■ **Excerpted passage**
========
Requested by Lauren

BEST BAD MOVIES

Movies that are unwatchable and unmissable
  1. The Room (2003)
    Director, Writer, Actor, Producer, and Actual Melting-Wax-Statue Tommy Wiseau has created what might be the most grotesque vanity project ever created.
  2. Birdemic: Shock and Terror (2008)
    Director James Ngyuen's self proclaimed "romantic action drama". It's all the charm of The Birds with none of the talent, budget, or concerns of basic filmmaking. (PS: The sequel is not worth watching.)
  3. Showgirls (1995)
    Killed Elizabeth Berkeley's career and my will to live. Verhoven directed this stirring story of one woman's dream of dancing with her nips out.
  4. Miami Connection (1987)
    Taekwondo master and motivational speaker Y.K Kim's passion project. It has ninjas, drug deals, original rock numbers. What it doesn't have: sense.
  5. Tammy and the T-Rex (1994)
    Paul Walker (RIP) is mauled by lions and an evil scientist transplants his brain into a giant robotic T-Rex. He then spends the rest of the movie trying to win back his girlfriend played by Denise Richards.
  6. Manos: Hands of Fate (1966)
    Nearly unwatchable (and inaudible as every actor is dubbed over), this was a movie made by an actual fertilizer salesman. It shows.
  7. Samurai Cop (1991)
    He's a loose cannon Samurai Cop with a heart of gold and arguably the worst wig in film history. The bad news is the dialogue is terrible, the good news is that it's not nearly as bad as the sex scenes are.
  8. Roadhouse (1989)
    "Blah blah blah. I'm Patrick Swayze. Blah blah blah. I'm gonna wear short sleeve turtlenecks or no shirt at all. Pain don't hurt. I'm gonna pull a man's heart out through his throat. Blah blah blah. Roundhouse kick!" (My mom really likes this movie.)
  9. Troll 2 (1990)
    A sequel with absolutely no connection to its predecessor, Troll 2 is absolutely unbelievable. No really, it's unbelievable. A kid's dead grandpa warns him that goblins exist and are turning people into plants so they can eat them. No one is gonna believe that shit.
  10. The Wicker Man (2006)
========
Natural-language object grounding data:
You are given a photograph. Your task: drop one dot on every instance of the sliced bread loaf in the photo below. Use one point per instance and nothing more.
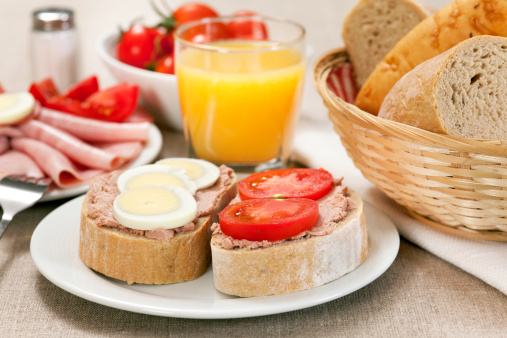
(446, 28)
(374, 27)
(462, 92)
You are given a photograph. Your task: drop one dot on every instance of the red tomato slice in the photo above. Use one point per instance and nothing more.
(268, 219)
(83, 89)
(247, 29)
(66, 105)
(193, 11)
(286, 183)
(44, 90)
(113, 104)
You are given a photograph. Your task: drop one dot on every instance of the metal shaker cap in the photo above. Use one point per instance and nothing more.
(53, 19)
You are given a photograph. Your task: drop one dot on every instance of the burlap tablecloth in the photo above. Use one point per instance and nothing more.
(419, 295)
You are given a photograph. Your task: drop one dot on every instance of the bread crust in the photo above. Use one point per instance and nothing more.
(420, 98)
(293, 265)
(450, 25)
(373, 28)
(138, 259)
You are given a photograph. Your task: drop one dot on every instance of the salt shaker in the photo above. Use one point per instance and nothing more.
(54, 46)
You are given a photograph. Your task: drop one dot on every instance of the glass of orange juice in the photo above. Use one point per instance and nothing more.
(240, 81)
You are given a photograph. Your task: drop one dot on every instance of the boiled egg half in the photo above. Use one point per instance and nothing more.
(152, 207)
(155, 175)
(203, 173)
(15, 107)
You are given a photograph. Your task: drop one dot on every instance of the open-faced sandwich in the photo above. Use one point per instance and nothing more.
(151, 224)
(287, 230)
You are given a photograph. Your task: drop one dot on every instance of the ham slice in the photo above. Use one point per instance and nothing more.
(4, 144)
(95, 130)
(15, 162)
(10, 131)
(63, 172)
(127, 150)
(77, 150)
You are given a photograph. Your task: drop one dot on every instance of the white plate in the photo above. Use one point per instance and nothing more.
(54, 249)
(149, 153)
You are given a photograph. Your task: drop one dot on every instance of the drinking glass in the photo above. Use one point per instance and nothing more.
(240, 81)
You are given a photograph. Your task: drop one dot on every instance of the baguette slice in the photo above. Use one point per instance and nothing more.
(293, 265)
(374, 27)
(446, 28)
(461, 92)
(138, 259)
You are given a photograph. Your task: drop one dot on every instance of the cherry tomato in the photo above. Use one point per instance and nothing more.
(209, 32)
(268, 219)
(44, 90)
(165, 43)
(137, 45)
(286, 183)
(247, 29)
(113, 104)
(83, 89)
(165, 64)
(193, 11)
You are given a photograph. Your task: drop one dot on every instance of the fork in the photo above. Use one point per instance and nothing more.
(18, 192)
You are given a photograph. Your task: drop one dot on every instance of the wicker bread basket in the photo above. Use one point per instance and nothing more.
(456, 185)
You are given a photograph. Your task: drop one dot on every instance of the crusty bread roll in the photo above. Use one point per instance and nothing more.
(450, 25)
(461, 92)
(293, 265)
(138, 259)
(372, 29)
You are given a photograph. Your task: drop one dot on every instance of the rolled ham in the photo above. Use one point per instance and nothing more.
(77, 150)
(63, 172)
(15, 162)
(95, 130)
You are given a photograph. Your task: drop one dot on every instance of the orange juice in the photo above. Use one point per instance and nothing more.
(240, 107)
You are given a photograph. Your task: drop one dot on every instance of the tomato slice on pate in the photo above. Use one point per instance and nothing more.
(286, 183)
(268, 219)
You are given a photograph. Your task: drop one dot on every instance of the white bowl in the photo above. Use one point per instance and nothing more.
(158, 92)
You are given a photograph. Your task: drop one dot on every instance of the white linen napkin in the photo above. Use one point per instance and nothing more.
(317, 145)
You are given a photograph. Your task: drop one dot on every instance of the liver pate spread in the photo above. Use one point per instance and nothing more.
(103, 191)
(332, 208)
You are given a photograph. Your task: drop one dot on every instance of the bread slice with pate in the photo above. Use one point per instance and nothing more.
(374, 27)
(335, 246)
(149, 257)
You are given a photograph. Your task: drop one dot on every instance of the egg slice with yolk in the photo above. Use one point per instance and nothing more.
(155, 175)
(15, 107)
(154, 207)
(203, 173)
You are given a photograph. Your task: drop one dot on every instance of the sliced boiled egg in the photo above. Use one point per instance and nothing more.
(203, 173)
(151, 174)
(153, 207)
(15, 107)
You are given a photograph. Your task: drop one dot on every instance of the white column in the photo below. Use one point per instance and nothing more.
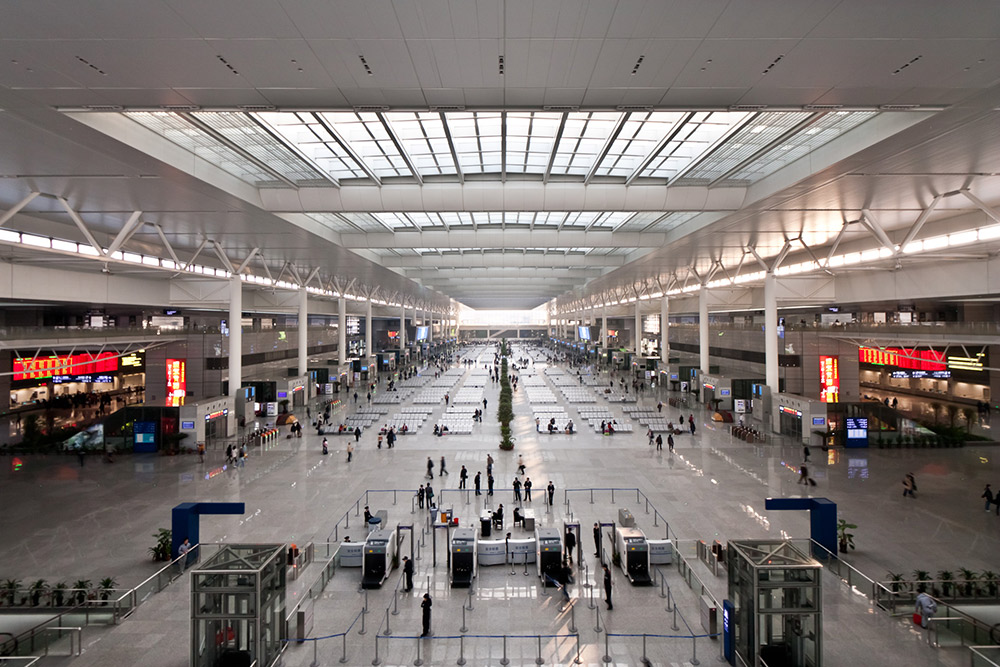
(235, 334)
(304, 335)
(771, 332)
(604, 326)
(664, 329)
(703, 328)
(638, 330)
(402, 328)
(368, 327)
(342, 330)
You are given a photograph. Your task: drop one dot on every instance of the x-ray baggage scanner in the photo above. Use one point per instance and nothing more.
(379, 552)
(548, 555)
(463, 557)
(634, 550)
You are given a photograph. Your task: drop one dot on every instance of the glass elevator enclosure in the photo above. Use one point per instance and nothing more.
(238, 606)
(776, 593)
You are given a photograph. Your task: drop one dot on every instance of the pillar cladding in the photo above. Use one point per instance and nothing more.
(703, 329)
(342, 331)
(402, 327)
(664, 329)
(235, 335)
(638, 330)
(771, 332)
(303, 339)
(368, 327)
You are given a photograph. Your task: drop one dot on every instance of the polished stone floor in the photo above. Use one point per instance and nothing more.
(66, 522)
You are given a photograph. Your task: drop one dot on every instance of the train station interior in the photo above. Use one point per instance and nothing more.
(684, 311)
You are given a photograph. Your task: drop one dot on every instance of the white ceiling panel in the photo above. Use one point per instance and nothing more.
(344, 19)
(233, 19)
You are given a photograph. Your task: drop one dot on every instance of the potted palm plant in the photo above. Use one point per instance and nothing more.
(845, 539)
(989, 580)
(969, 580)
(947, 579)
(38, 591)
(10, 590)
(81, 590)
(59, 594)
(106, 586)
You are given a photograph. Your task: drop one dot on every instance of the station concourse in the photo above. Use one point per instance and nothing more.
(233, 234)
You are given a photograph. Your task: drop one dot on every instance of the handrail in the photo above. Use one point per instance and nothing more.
(977, 651)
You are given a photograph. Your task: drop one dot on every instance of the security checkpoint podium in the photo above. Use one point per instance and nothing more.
(776, 593)
(238, 606)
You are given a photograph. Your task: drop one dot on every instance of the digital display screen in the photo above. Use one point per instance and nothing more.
(176, 382)
(829, 379)
(27, 368)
========
■ **What you will do**
A. Decide whether each statement agrees with the bad-movies list, answering yes or no and quoting the deciding words: (i) The Room was released in 2003. (ii) Manos: Hands of Fate was made by a fertilizer salesman. (iii) The list recommends the sequel to Birdemic: Shock and Terror.
B. Name every movie in the bad-movies list whose year falls in the 1990s, with its year.
C. Continue the bad-movies list from the point where it stops.

■ **Expected responses**
A.
(i) Yes: "The Room (2003)"
(ii) Yes: "this was a movie made by an actual fertilizer salesman"
(iii) No: "(PS: The sequel is not worth watching.)"

B. Showgirls (1995), Tammy and the T-Rex (1994), Samurai Cop (1991), Troll 2 (1990)

C.
    This remake succeeds where the original didn't by adding Nicholas Cage in a full bear costume punching a lady in the face. Oh and CGI BEEEEES AGUGHUH, but if you live on the internet you already knew that.
  11. Riki-Oh: The Story of Ricky (1991)
    Ultra-violent and Ultra-dubbed, Riki-Oh is a beautiful mess of action and explosions and (admittedly hard to watch) super gore. But it does have one of the most well composed shots of a man being strangled by another man's intestine. So, it's got that going for it.
  12. The Toxic Avenger (1986)
    Troma Entertainment's crown jewel, The Toxic Avenger is the story of a janitor who is thrown into a vat of toxic waste and becomes a hideous monster who protects the town from evil. Most of it takes place at a health spa for some reason?
  13. Super Mario Bros. (1993)
    In one of his last interviews, Bob Hoskins named this film the greatest regret of his career. Dennis Hopper and John Leguizamo are there to share in this fucking nightmare.
  14. Battlefield Earth (2000)
    Thetans attached themselves to the entire production of this movie and make for a bloated film (and John Travolta, amirite?!) filmed entirely in Dutch angles.
  15. Freddy Got Fingered (2001)
    Some critics say that Tom Green's directorial debut is a dada-esque exploration of Green's own father issues. I say that at one point Rip Torn is covered in hundreds of tons of elephant semen and Up only has a 98% on Rotten Tomatoes. Sometimes critics are full of shit.